**EXTRAIT**
----------

Mistral AI : 1,7 milliard d’euros pour bâtir un champion européen de l’intelligence artificielle

La pépite française de l’IA, Mistral AI, vient de conclure une levée de fonds historique de 1,7 milliard d’euros, portant sa valorisation à 11,7 milliards. Une ascension fulgurante pour une entreprise fondée il y a à peine deux ans.

Une trajectoire fulgurante

Créée en 2023 par Arthur Mensch, Guillaume Lample et Timothée Lacroix – trois chercheurs passés par les prestigieux laboratoires de Meta et Google DeepMind – Mistral AI s’est rapidement imposée comme l’alternative européenne crédible face aux géants américains de l’intelligence artificielle.

La start-up s’est distinguée par ses modèles de langage à la fois performants, économes en énergie et proposés en open source. Auprès du grand public, elle s’est fait connaître grâce à Le Chat, son chatbot maison, concurrent direct de ChatGPT.

Plus récemment, elle a dévoilé une offre d’infrastructures européennes destinées à accompagner le déploiement de modèles d’IA à grande échelle.

En seulement deux ans, Mistral AI compte déjà 350 collaborateurs répartis dans six bureaux à travers le monde.

Les chiffres clés de Mistral AI
Les chiffres clés de Mistral AI

Une levée de fonds hors norme

Dès sa première année d’existence, la jeune pousse avait frappé fort : 105 millions d’euros levés en juin 2023, suivis de 385 millions en décembre. L’année suivante, une série B à 600 millions confirmait l’appétit des investisseurs.

Avec ce nouveau tour de table – une série C record à 1,7 milliard d’euros – Mistral entre désormais dans la cour des grands : celle des décacornes, ces entreprises valorisées entre 10 et 50 milliards de dollars. Une première pour une start-up française.

L’opération a été menée par ASML Holding NV, le géant néerlandais des équipements pour semi-conducteurs, rejoint par DST Global ainsi que les investisseurs historiques : Andreessen Horowitz, Bpifrance, General Catalyst, Index Ventures, Lightspeed et Nvidia.

Ces capitaux doivent permettre à Mistral de poursuivre ses recherches de pointe et de relever les défis technologiques majeurs des prochaines décennies.

Une alliance stratégique avec ASML

L’entrée d’ASML au capital marque un tournant. Le groupe néerlandais, acteur incontournable de la lithographie pour semi-conducteurs, a investi à lui seul 1,3 milliard d’euros.

----------

**CONSIGNES**
a) Répondez d'après l'extrait :
(i) Combien de collaborateurs Mistral AI compte-t-elle ?
(ii) Quel montant la série B a-t-elle permis de lever ?
(iii) Combien ASML a-t-il investi à lui seul ?
b) Recopiez tout le passage de l'extrait, de « Dès sa première » jusqu'à « des prochaines décennies. » inclus.

----------

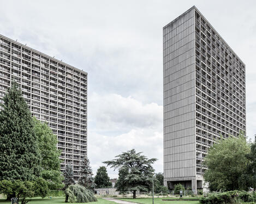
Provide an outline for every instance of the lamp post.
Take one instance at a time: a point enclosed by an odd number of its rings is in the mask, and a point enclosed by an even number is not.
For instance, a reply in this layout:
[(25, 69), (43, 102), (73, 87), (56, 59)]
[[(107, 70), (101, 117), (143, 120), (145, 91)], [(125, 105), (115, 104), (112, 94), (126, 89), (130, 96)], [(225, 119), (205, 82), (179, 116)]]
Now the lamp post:
[(152, 204), (154, 204), (154, 174), (152, 177)]

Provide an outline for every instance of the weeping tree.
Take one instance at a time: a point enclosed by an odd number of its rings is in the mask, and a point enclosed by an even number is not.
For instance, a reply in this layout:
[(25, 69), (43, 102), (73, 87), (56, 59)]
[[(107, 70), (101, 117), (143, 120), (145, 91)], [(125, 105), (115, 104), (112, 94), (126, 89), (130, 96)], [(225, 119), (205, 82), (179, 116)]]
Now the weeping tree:
[(70, 202), (96, 202), (97, 200), (93, 193), (84, 187), (76, 184), (70, 185), (66, 189), (66, 197), (68, 197)]
[(136, 153), (132, 149), (117, 155), (115, 159), (103, 162), (119, 170), (117, 190), (132, 191), (134, 199), (136, 198), (137, 190), (147, 191), (151, 189), (154, 171), (152, 164), (157, 160), (154, 158), (148, 159), (141, 153)]
[[(72, 166), (70, 164), (66, 165), (66, 169), (63, 172), (64, 181), (63, 183), (64, 187), (63, 190), (66, 190), (69, 186), (74, 184), (75, 183), (75, 180), (74, 179), (74, 172)], [(68, 194), (66, 194), (65, 202), (68, 202)]]

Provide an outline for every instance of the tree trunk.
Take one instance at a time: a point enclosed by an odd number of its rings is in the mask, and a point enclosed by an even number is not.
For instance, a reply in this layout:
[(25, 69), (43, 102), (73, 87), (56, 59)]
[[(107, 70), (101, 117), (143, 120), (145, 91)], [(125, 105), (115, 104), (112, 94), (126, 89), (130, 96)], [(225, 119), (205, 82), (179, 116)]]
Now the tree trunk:
[(10, 201), (12, 197), (16, 197), (15, 193), (14, 193), (12, 194), (7, 195), (7, 198), (6, 199), (7, 201)]
[(66, 199), (65, 199), (65, 202), (68, 202), (68, 195), (66, 195)]
[(136, 190), (133, 190), (133, 198), (136, 199)]

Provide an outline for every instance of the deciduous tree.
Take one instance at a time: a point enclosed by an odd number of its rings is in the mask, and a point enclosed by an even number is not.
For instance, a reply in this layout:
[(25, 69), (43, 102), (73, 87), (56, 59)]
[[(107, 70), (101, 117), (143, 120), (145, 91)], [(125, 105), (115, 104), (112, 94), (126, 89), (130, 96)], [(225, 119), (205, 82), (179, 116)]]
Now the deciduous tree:
[(117, 190), (131, 190), (134, 199), (137, 190), (147, 191), (151, 188), (154, 171), (152, 165), (157, 160), (156, 158), (148, 159), (141, 153), (132, 149), (117, 155), (115, 159), (103, 162), (120, 171)]
[[(75, 184), (75, 180), (74, 179), (74, 172), (72, 166), (68, 164), (66, 165), (66, 169), (63, 171), (64, 176), (64, 190), (67, 189), (70, 185)], [(65, 202), (68, 201), (68, 195), (66, 194)]]
[(108, 175), (106, 168), (104, 166), (100, 166), (98, 169), (94, 181), (97, 188), (106, 188), (111, 187), (112, 185)]
[(207, 168), (204, 179), (210, 190), (242, 189), (239, 180), (246, 170), (246, 155), (249, 151), (249, 146), (242, 135), (221, 139), (214, 144), (204, 159)]

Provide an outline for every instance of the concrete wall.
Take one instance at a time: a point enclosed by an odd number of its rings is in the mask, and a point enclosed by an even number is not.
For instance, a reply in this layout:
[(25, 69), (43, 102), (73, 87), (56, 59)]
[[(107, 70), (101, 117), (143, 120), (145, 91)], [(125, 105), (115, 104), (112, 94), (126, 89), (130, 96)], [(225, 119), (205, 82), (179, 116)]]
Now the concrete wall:
[(164, 177), (196, 188), (194, 8), (163, 28)]

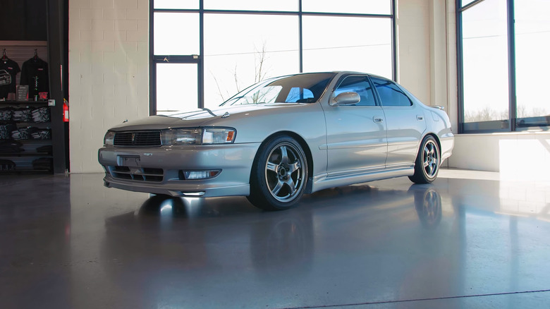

----------

**CORRIGÉ**
a)
(i) 350 collaborateurs, répartis dans six bureaux à travers le monde.
(ii) 600 millions d'euros.
(iii) 1,3 milliard d'euros.

b)
Dès sa première année d’existence, la jeune pousse avait frappé fort : 105 millions d’euros levés en juin 2023, suivis de 385 millions en décembre. L’année suivante, une série B à 600 millions confirmait l’appétit des investisseurs.

Avec ce nouveau tour de table – une série C record à 1,7 milliard d’euros – Mistral entre désormais dans la cour des grands : celle des décacornes, ces entreprises valorisées entre 10 et 50 milliards de dollars. Une première pour une start-up française.

L’opération a été menée par ASML Holding NV, le géant néerlandais des équipements pour semi-conducteurs, rejoint par DST Global ainsi que les investisseurs historiques : Andreessen Horowitz, Bpifrance, General Catalyst, Index Ventures, Lightspeed et Nvidia.

Ces capitaux doivent permettre à Mistral de poursuivre ses recherches de pointe et de relever les défis technologiques majeurs des prochaines décennies.